Textauszug:
☆ ☆ ☆

Das UNRWA warnt unterdessen vor einer Wasserkrise im Gazastreifen. “Die UNRWA-Notunterkünfte sind überfüllt und die Verfügbarkeit von Nahrungsmitteln, Non-Food-Artikeln und Trinkwasser ist begrenzt. In UNRWA-Notunterkünften und im gesamten Gazastreifen droht aufgrund beschädigter Infrastruktur eine Wasserkrise”, hieß es im aktuellen Lagebericht, der am Donnerstag veröffentlicht wurde. Aufgrund der vollständigen Blockade des Gazastreifens durch die israelischen Behörden könnten die Wasservorräte nicht wieder aufgefüllt werden, hieß es. Rund 218.000 Menschen suchten wegen der anhaltenden israelischen Luftangriffe derzeit in den Gebäuden des Hilfswerks Zuflucht.

☆ ☆ ☆

Daten:
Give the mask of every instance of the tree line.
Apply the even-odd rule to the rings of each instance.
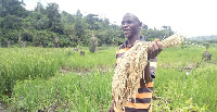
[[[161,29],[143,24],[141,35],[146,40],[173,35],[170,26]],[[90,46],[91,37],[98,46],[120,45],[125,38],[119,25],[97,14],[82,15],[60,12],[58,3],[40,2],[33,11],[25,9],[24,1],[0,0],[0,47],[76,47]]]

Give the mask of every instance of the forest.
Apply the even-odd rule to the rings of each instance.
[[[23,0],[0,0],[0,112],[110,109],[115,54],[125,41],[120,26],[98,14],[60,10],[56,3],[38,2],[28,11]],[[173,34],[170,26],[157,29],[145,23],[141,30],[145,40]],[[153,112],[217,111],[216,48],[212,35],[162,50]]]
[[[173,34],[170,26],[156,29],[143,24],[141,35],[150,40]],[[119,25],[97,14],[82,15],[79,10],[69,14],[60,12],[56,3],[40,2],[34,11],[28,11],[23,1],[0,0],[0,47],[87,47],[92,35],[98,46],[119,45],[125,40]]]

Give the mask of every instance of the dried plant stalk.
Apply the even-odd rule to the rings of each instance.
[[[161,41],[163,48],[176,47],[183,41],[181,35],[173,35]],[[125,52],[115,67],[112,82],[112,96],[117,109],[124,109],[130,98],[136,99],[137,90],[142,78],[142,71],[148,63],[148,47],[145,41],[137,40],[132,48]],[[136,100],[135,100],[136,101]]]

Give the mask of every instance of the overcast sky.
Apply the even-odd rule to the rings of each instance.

☆ ☆ ☆

Deine Aufgaben:
1. Welche Dinge sind laut dem Textauszug nur begrenzt verfügbar? Nenne alle.
2. Schreib den Textauszug von „Das UNRWA warnt“ bis hinunter zu „des Hilfswerks Zuflucht.“ neu und setze dabei „Mittwoch“ anstelle von „Donnerstag“.
Stütze dich dabei nur auf den Textauszug.

Lösungen:
1. Nahrungsmittel, Non-Food-Artikel, Trinkwasser

2.
Das UNRWA warnt unterdessen vor einer Wasserkrise im Gazastreifen. “Die UNRWA-Notunterkünfte sind überfüllt und die Verfügbarkeit von Nahrungsmitteln, Non-Food-Artikeln und Trinkwasser ist begrenzt. In UNRWA-Notunterkünften und im gesamten Gazastreifen droht aufgrund beschädigter Infrastruktur eine Wasserkrise”, hieß es im aktuellen Lagebericht, der am Mittwoch veröffentlicht wurde. Aufgrund der vollständigen Blockade des Gazastreifens durch die israelischen Behörden könnten die Wasservorräte nicht wieder aufgefüllt werden, hieß es. Rund 218.000 Menschen suchten wegen der anhaltenden israelischen Luftangriffe derzeit in den Gebäuden des Hilfswerks Zuflucht.